Print exactly the lines from the line with "of the brown" to the last line of the data, please, both included.

=-=-=-=-=

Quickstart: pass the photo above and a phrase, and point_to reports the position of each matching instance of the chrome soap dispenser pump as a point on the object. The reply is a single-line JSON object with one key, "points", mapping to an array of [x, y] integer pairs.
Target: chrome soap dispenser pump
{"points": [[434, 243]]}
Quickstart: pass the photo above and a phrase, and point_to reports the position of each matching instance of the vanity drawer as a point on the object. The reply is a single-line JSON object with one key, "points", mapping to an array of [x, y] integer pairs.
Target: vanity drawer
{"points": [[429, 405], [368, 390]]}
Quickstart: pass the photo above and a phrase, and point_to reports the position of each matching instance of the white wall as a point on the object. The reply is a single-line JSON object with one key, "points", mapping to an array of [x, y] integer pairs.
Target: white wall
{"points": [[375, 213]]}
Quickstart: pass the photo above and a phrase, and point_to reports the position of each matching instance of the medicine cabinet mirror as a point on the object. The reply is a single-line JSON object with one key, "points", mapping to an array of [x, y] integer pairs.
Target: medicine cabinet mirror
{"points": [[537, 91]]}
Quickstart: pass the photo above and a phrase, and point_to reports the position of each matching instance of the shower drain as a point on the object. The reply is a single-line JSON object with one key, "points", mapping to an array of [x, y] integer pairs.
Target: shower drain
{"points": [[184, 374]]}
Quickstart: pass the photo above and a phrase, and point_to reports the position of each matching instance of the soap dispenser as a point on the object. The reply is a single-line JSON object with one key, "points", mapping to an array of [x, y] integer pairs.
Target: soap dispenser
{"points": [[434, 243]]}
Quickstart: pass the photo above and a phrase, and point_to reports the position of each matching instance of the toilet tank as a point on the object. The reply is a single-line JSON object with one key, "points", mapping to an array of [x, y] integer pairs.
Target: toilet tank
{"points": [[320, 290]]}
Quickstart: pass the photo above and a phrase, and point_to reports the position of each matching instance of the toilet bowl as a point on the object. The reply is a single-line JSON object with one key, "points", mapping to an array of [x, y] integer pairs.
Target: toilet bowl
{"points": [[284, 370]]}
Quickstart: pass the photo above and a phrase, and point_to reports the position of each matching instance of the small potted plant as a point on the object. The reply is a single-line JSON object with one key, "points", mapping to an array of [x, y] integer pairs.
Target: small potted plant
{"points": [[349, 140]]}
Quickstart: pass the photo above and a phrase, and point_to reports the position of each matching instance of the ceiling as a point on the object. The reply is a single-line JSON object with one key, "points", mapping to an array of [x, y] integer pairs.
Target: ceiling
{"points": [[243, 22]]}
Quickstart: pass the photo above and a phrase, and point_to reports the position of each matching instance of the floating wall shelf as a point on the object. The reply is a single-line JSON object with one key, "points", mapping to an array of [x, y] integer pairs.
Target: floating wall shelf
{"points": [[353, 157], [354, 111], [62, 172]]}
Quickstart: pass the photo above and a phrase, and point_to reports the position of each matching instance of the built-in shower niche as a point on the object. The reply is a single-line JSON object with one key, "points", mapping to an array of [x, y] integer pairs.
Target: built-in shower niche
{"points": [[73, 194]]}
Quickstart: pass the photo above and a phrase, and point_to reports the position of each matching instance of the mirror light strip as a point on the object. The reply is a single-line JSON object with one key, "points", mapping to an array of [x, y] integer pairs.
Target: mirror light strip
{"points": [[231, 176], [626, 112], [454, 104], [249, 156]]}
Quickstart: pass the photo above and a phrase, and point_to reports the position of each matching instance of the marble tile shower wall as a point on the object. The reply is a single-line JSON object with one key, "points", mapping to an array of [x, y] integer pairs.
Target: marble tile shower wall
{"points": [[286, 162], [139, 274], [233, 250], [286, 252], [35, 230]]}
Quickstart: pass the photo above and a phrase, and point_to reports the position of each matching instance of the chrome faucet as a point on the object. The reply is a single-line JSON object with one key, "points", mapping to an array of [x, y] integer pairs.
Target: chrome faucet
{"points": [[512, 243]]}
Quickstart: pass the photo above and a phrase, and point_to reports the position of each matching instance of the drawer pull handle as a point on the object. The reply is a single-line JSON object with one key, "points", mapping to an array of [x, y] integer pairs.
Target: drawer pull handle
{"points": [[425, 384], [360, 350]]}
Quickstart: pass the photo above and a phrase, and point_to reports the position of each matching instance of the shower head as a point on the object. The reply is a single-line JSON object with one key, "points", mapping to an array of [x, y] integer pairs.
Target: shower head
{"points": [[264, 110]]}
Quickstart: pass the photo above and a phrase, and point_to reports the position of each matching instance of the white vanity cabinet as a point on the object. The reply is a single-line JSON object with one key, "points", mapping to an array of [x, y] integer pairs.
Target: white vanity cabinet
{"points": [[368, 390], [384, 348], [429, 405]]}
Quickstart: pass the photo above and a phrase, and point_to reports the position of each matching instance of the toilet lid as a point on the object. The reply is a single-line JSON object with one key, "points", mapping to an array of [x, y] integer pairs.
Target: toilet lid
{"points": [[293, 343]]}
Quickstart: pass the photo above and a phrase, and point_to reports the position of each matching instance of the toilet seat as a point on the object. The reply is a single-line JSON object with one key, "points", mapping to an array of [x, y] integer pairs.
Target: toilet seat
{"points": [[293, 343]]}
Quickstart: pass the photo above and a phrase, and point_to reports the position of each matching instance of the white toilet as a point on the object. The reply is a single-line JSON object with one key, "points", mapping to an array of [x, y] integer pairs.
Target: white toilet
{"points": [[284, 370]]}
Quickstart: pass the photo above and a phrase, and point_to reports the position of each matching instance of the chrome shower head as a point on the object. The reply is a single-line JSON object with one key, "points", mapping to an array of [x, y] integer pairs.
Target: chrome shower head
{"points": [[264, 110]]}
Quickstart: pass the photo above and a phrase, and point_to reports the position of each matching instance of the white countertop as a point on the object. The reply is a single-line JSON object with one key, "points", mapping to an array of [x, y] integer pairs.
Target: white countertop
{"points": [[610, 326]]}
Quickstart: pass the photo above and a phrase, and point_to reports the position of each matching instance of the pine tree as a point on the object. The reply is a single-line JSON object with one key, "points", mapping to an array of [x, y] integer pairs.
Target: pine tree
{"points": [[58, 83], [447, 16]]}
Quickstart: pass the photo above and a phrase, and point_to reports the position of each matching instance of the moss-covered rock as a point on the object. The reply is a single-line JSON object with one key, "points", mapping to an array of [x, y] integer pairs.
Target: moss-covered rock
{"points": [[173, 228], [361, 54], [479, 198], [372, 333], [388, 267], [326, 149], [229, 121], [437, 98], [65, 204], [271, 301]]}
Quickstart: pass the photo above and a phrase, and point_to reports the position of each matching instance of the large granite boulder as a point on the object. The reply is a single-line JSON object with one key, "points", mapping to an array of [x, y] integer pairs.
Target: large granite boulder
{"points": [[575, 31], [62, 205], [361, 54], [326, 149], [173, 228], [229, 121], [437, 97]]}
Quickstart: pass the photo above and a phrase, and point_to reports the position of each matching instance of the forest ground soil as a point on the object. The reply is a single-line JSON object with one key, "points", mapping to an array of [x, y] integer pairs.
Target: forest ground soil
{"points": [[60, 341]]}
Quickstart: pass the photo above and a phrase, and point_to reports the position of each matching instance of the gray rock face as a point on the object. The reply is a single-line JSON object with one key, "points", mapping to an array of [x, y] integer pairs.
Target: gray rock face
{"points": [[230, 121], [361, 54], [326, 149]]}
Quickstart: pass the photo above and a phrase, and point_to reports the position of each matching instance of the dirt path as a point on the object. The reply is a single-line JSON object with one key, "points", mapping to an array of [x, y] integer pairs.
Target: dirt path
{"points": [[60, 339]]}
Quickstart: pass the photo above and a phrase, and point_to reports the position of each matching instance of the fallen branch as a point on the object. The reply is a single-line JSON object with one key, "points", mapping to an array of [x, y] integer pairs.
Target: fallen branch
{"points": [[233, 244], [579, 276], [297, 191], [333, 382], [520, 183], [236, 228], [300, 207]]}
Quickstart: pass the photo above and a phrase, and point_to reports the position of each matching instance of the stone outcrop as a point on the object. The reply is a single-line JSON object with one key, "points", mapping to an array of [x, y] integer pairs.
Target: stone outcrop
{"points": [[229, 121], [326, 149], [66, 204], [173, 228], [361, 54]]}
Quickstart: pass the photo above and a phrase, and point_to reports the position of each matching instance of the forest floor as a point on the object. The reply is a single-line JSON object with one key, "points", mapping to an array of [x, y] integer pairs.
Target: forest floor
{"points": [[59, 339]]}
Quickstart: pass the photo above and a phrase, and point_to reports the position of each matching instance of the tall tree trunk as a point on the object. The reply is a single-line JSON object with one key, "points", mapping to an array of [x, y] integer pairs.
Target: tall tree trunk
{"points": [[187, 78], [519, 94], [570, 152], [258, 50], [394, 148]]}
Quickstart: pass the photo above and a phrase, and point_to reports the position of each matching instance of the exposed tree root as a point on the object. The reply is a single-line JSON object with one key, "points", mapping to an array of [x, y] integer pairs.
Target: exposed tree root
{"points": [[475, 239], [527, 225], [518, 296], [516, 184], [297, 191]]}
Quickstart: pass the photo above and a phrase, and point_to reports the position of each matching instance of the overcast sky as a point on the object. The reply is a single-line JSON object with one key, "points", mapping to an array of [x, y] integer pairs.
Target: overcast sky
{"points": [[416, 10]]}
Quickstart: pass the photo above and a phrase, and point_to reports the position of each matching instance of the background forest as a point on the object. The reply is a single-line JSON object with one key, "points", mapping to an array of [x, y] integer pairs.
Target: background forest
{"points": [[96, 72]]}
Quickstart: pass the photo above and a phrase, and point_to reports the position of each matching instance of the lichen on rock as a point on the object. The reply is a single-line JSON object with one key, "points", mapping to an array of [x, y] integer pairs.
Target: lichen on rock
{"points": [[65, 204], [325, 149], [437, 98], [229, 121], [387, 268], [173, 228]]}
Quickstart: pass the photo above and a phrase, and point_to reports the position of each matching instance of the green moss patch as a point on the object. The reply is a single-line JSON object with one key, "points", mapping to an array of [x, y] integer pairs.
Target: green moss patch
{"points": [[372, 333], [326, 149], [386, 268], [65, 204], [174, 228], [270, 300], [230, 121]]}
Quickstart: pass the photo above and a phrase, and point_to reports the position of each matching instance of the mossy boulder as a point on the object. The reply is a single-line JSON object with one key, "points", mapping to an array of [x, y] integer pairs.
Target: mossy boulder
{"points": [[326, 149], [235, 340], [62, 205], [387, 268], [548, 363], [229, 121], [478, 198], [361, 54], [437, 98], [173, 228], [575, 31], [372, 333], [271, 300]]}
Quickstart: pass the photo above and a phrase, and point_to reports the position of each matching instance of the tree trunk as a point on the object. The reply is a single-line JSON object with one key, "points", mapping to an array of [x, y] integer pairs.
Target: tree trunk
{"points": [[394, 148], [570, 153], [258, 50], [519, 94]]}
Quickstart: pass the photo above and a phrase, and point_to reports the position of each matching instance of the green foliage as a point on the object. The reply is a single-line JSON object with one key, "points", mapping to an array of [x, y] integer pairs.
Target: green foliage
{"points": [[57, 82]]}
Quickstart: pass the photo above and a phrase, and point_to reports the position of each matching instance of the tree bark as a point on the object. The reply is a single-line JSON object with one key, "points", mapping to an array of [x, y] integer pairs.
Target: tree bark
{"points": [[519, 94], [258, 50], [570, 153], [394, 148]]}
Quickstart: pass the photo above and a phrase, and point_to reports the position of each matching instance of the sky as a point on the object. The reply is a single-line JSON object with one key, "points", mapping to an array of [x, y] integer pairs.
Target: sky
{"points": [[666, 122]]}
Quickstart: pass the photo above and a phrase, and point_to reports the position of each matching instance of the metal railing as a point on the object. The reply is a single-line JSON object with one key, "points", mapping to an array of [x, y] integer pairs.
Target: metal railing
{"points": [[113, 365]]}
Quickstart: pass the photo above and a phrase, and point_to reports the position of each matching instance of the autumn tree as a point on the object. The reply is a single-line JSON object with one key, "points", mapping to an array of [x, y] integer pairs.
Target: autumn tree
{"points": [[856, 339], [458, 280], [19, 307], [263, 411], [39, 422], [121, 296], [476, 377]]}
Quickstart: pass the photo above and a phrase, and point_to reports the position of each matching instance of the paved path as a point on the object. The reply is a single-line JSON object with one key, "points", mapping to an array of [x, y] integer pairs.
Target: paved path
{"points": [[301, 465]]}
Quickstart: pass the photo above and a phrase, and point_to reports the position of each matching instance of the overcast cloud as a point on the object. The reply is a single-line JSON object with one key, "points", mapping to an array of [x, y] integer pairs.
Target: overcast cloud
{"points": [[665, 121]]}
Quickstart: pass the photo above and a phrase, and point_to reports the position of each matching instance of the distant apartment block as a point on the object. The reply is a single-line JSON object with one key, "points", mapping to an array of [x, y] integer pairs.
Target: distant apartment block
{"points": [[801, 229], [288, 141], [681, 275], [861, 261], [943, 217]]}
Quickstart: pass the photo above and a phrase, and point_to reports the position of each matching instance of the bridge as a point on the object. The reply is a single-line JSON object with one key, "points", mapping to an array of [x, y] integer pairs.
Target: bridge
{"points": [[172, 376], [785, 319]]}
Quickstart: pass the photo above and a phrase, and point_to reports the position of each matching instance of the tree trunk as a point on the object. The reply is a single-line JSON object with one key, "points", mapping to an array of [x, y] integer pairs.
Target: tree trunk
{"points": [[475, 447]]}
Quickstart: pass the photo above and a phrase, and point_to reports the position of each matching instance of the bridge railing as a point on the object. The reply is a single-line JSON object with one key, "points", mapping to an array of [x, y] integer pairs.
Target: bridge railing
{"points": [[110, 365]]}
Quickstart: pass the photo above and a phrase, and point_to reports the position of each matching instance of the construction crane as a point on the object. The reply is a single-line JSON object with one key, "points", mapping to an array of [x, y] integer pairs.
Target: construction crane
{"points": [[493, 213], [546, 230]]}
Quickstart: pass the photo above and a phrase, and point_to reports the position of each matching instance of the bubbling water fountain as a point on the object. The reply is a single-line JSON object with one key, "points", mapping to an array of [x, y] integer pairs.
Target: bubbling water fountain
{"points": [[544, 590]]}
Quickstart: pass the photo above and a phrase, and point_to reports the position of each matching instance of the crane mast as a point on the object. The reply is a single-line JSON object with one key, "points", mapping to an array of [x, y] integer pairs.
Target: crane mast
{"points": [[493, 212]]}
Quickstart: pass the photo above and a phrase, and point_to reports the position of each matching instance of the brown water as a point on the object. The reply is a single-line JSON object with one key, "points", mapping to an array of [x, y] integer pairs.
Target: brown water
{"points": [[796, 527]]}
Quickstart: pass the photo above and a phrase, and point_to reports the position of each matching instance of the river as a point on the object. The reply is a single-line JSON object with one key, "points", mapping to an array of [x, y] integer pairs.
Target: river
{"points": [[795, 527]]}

=-=-=-=-=

## CORRECT RESULT
Quickstart: pass the photo above and a phrase, and point_to reports the position of each matching instance of the brown water as a point on the object. The reply is a single-line JSON object with one key, "points", mapping to an array of [x, y] integer pairs.
Target: brown water
{"points": [[796, 527]]}
Quickstart: pass the photo above and a phrase, and point_to reports the position of each matching instance of the river as a point on the object. The reply is a single-line JSON object with one key, "points", mapping to an array of [x, y] integer pairs.
Target: river
{"points": [[795, 527]]}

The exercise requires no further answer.